── ページ

アニメ様365日[小黒祐一郎]

第397回 『ロボットカーニバル』の各作品(1) 大友克洋監督のOPENING

 2000年に『ロボットカーニバル』DVDがリリースされ、その初回限定版には「メモリー オブ ロボット・カーニバル」という小冊子がつけられた。この小冊子は、僕が構成を担当させてもらっており、改めて8人の監督に取材をした。僕は作品完成直後と完成から10数年後で2回、全監督に取材したわけだ。
 10数年も経つと、当時とは違った話が出てくる。自分としては「メモリー オブ ロボット・カーニバル」を作った事で、自分の中で『ロボットカーニバル』が完結したような気がする。以下は、アニメージュの「いまだから話せる!? 『ロボットカーニバル』の裏のうら」と「メモリー オブ ロボット・カーニバル」を下敷きにして書く(ちなみに小冊子のタイトルは「ロボット」と「カーニバル」の間に「・」が入っている。これは単純な編集段階でのミスだ。校了時に気づいたけれど、表紙回りだけでなく、本文中の表記でも全て「・」入れてしまい、多すぎて直せなかったのだ。スイマセン)。

────
── 項目一覧

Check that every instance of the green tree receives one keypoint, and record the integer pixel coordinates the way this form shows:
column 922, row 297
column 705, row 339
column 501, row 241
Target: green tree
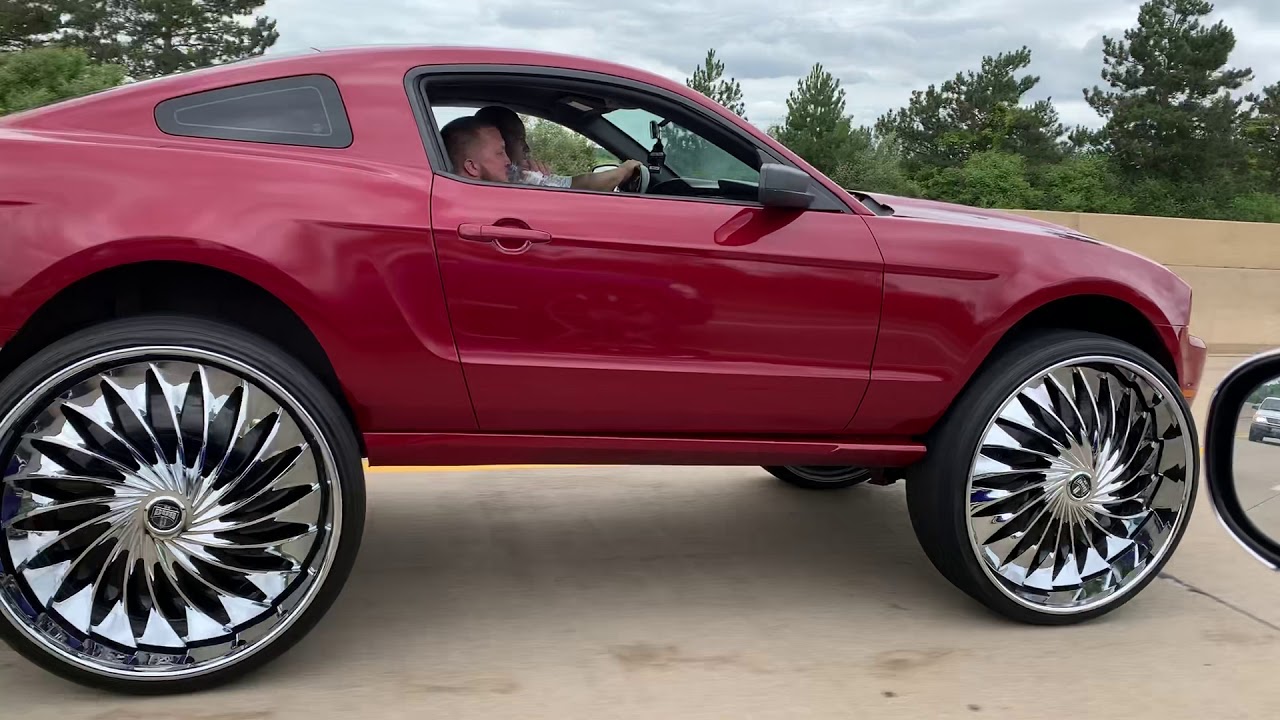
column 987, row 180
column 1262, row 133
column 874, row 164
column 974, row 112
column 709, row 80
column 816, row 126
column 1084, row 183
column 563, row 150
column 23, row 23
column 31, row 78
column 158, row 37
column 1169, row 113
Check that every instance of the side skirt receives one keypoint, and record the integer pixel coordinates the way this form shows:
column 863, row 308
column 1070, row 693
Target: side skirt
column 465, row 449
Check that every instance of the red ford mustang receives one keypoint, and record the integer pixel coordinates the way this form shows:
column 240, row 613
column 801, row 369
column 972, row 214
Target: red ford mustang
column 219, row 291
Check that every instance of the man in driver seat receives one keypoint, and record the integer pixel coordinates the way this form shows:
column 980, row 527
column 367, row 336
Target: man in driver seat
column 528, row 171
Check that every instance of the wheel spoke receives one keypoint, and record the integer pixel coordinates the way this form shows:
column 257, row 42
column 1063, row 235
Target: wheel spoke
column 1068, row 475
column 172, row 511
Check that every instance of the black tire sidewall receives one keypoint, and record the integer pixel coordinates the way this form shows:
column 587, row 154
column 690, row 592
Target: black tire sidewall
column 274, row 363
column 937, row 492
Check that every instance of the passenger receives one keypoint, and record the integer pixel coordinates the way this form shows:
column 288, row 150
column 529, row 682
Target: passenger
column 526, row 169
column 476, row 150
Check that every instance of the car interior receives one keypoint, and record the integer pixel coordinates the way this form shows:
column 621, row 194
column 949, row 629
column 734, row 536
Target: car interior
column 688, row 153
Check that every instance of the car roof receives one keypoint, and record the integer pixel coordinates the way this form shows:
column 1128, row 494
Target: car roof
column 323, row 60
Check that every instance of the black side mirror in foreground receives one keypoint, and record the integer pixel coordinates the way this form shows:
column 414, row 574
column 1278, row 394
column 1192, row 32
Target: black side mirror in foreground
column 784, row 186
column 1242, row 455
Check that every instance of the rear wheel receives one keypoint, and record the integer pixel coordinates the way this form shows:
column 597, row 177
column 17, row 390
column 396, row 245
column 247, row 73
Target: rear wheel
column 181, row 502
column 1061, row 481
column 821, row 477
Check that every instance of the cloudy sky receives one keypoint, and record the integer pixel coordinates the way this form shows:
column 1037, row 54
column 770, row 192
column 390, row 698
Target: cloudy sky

────

取り組む課題:
• a. 『ロボットカーニバル』のコラムによると、2000年に出たDVDの初回限定版に付けられた小冊子は何という名前ですか。
• b. 『ロボットカーニバル』のコラムの本文(見出しを除く)で名前が挙がっている雑誌、記事、小冊子を、すべて書き出してください。
• c. 『ロボットカーニバル』のコラムを、最後の文のあとから書き進めてください。

課題の解答:
• a. 「メモリー オブ ロボット・カーニバル」です。

• b.
- アニメージュ(雑誌)
- 「いまだから話せる!? 『ロボットカーニバル』の裏のうら」(記事)
- 「メモリー オブ ロボット・カーニバル」(小冊子)

• c.
 『ロボットカーニバル』のOPENINGとENDINGは、大友克洋の作品だ。OPENING、ENDINGと言っても、きちんと1本の作品になっている。OPENINGはこのような内容だ。砂漠にある小さな集落で、少年がチラシを手にする。それは「ロボットカーニバル」の到来を告げるものであった。少年の話を聞いて、集落の人々はそれぞれが自分の家に逃げ込む。そして、砂漠の向こうから“ロボットカーニバル”がやってくる。ロボットカーニバルは巨大なメカであり、キャタピラの上に「ROBOT CARNIVAL」のタイトルロゴが載っている。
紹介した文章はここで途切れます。